Within an overstretched system, Citizens Advice workers are forced to ration empathy, writes Gareth Oliver

5 to 6 minute read

Energy Security and Net Zero Minister Ed Milliband and Welsh Minister Jo Stevens sitting in the centre of a semicircle, with volunteers from Cardiff & Vale Citizens Advice Bureau on either side of them

The appointment is to help challenge a decision by the Department for Work and Pensions (DWP) that a woman is ‘Fit for Work’. She also presents a Notice of Seeking Possession letter from her landlord due to rent arrears, wants to discuss deductions from her Universal Credit (UC) and needs a referral to a food bank. Her desperation is apparent, and I know the one hour allocated will not be enough.

Cases like this are now routine and reflect the way welfare reform, rising living costs and cuts to public services create overlapping crises that advice workers are expected to manage. Having briefly worked within the DWP before moving into advice work, I have become increasingly aware of the gap between bureaucratic processes and the lived reality of claimants.

**REQUIRED TASK 1**.
In the passage on Citizens Advice work, where did the writer briefly work before moving into advice work?
**REQUIRED TASK 2**.
Summarize the passage on Citizens Advice work in two sentences.
**REQUIRED TASK 3**.
Carry the piece on Citizens Advice work forward from its last sentence.

**DATA EXCERPTS**.

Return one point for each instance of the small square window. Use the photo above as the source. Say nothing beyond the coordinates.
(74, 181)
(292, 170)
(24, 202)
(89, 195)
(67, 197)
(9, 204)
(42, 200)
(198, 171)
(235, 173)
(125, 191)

**EXERCISE RESULT 1**.
The writer briefly worked within the Department for Work and Pensions (DWP).

**EXERCISE RESULT 2**.
An advice worker describes an appointment with a woman who needs help challenging a DWP "Fit for Work" decision, faces a Notice of Seeking Possession over rent arrears, wants to discuss Universal Credit deductions and needs a food bank referral, knowing the one hour allocated will not be enough. Such cases are now routine, reflecting how welfare reform, rising living costs and public service cuts create overlapping crises, and the writer, having briefly worked within the DWP, sees a growing gap between bureaucratic processes and claimants' lived reality.

**EXERCISE RESULT 3**.
The Citizens Advice Bureau was established in 1939 as an advice service. Since the 1990s, welfare reforms have created a complex system that many of our clients cannot navigate — this is the main reason people come to us. Citizens Advice workers are not simply advisers, but triage workers in an overwhelmed system. We operate as crisis managers within an overstretched welfare system shaped by austerity, digital exclusion and flawed DWP decision making.

The changing nature of advice work

We are seeing a rising number of complex cases. A client may present with one issue, such as their benefits payments being suspended, but on further investigation there will be housing, debt and often mental health issues we need to address. These are not separate issues but interlinked — say a person’s UC is stopped because they missed an appointment as they are caring for a sick relative. This leads to missed rent payments and threatening letters, while credit cards become a means of survival and anxiety grows as debts become unmanageable.

Following the 2008 financial crisis, the coalition government attempted to reduce the deficit through large-scale austerity measures — these included cuts to local government, and one of the first things to go was non-statutory services such as advice and guidance. Every day clients tell us they were sent to Citizens Advice by their local authority, often for an issue such as filling a form that the council would previously have been able to assist with.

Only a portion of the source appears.